§ **Brief**
Copy out every row below word for word, leaving out the pictures.

-- start Data listing --

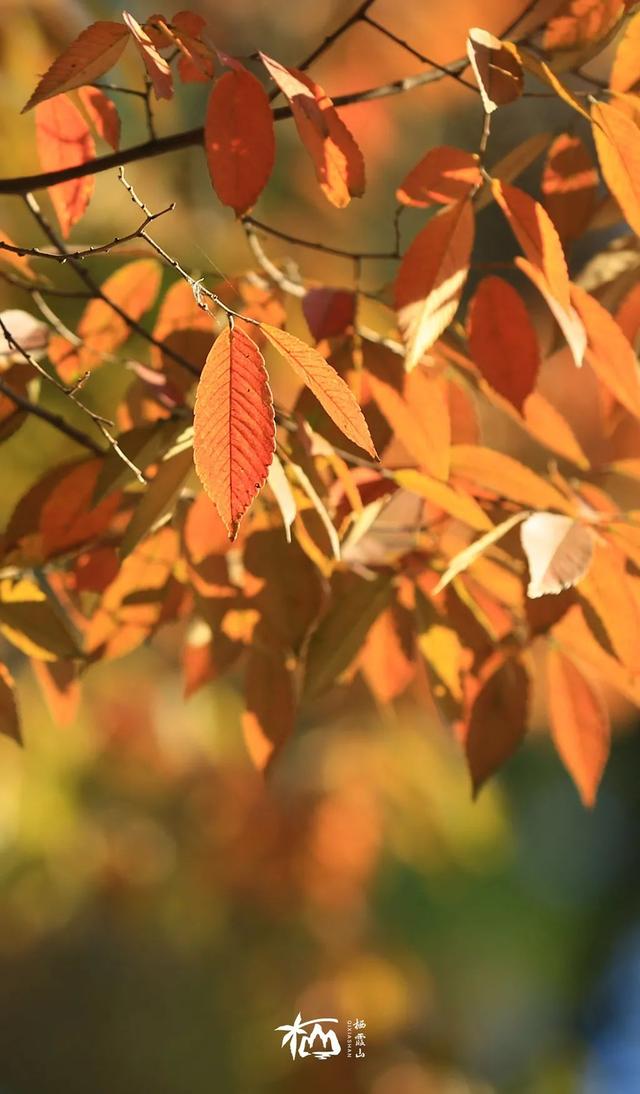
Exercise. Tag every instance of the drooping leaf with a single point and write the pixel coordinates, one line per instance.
(234, 434)
(336, 156)
(498, 720)
(502, 339)
(103, 115)
(559, 551)
(569, 186)
(419, 417)
(91, 55)
(158, 68)
(443, 176)
(498, 72)
(617, 142)
(431, 279)
(240, 143)
(64, 140)
(326, 384)
(580, 723)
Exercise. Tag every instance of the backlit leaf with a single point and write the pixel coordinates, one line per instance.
(64, 140)
(326, 384)
(559, 551)
(431, 279)
(240, 144)
(336, 156)
(234, 434)
(443, 176)
(89, 57)
(502, 339)
(580, 723)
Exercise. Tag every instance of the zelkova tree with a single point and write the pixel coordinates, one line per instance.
(371, 526)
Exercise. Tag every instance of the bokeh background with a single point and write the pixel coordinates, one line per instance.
(162, 907)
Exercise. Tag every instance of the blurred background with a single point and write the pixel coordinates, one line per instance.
(162, 907)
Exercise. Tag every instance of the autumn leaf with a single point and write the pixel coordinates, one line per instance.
(234, 434)
(443, 176)
(240, 143)
(580, 723)
(326, 384)
(502, 339)
(559, 551)
(64, 140)
(617, 142)
(498, 721)
(336, 156)
(94, 51)
(102, 114)
(569, 186)
(158, 69)
(431, 279)
(498, 72)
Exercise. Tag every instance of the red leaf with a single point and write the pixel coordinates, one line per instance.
(328, 312)
(64, 140)
(328, 387)
(443, 176)
(158, 69)
(103, 115)
(431, 278)
(336, 156)
(239, 139)
(92, 54)
(496, 69)
(234, 434)
(502, 340)
(580, 723)
(570, 186)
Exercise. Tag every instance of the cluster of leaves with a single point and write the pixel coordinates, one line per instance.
(448, 570)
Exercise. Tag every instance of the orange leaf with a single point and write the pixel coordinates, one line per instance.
(626, 69)
(60, 687)
(336, 156)
(502, 339)
(64, 140)
(570, 186)
(92, 54)
(617, 142)
(419, 417)
(559, 551)
(608, 352)
(443, 176)
(496, 69)
(607, 589)
(431, 279)
(132, 288)
(326, 384)
(239, 139)
(9, 716)
(498, 721)
(158, 69)
(234, 433)
(103, 115)
(268, 719)
(504, 476)
(580, 723)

-- end Data listing --

§ **Full response**
Exercise. Tag every instance of the drooping leaf with a single point and write the pixel coordinates, one line per instance.
(234, 434)
(336, 156)
(498, 720)
(502, 339)
(103, 115)
(559, 551)
(569, 186)
(419, 417)
(91, 55)
(158, 68)
(443, 176)
(498, 72)
(617, 142)
(431, 279)
(240, 143)
(64, 140)
(326, 384)
(580, 723)
Exercise. Tag every instance of the backlit leaf with a single point and write the pixel coordinates, one line per instance.
(64, 140)
(326, 384)
(559, 551)
(431, 279)
(240, 144)
(336, 156)
(234, 434)
(443, 176)
(89, 57)
(502, 339)
(580, 723)
Exercise. Tag every instance of the zelkova tree with a single point and write the pixel coordinates, one line per instance.
(371, 526)
Exercise. Tag every instance of the bokeh background with a single point and write the pixel coordinates, one line per instance.
(162, 907)
Exercise. Tag every instance of the blurred background with a single point and write the pixel coordinates, one line per instance.
(162, 907)
Exercise. Tag every instance of the autumn leaf with a single point and write the pixel coordinates, one line per instance.
(234, 434)
(443, 176)
(240, 143)
(580, 723)
(326, 384)
(502, 339)
(559, 551)
(64, 140)
(617, 142)
(498, 721)
(336, 156)
(94, 51)
(102, 114)
(569, 186)
(158, 69)
(431, 279)
(498, 72)
Exercise. Tag every instance of the red leaf with a single point and write the pixel coordinates, one line per instance.
(328, 312)
(64, 140)
(328, 387)
(443, 176)
(158, 69)
(103, 115)
(431, 278)
(336, 156)
(239, 139)
(92, 54)
(496, 69)
(234, 434)
(502, 340)
(580, 723)
(570, 186)
Exercise. Tag every instance of the cluster of leaves with a single point and write the pixel coordinates, one line per instance.
(448, 570)
Exercise. Tag every instance of the orange leaf with a single point and write the pixel coordinates, one line per instance.
(626, 69)
(60, 687)
(336, 156)
(502, 339)
(64, 140)
(570, 186)
(92, 54)
(617, 142)
(419, 417)
(559, 551)
(608, 352)
(443, 176)
(496, 69)
(607, 589)
(431, 279)
(132, 288)
(326, 384)
(239, 139)
(9, 716)
(498, 721)
(158, 69)
(234, 433)
(103, 115)
(268, 719)
(504, 476)
(580, 723)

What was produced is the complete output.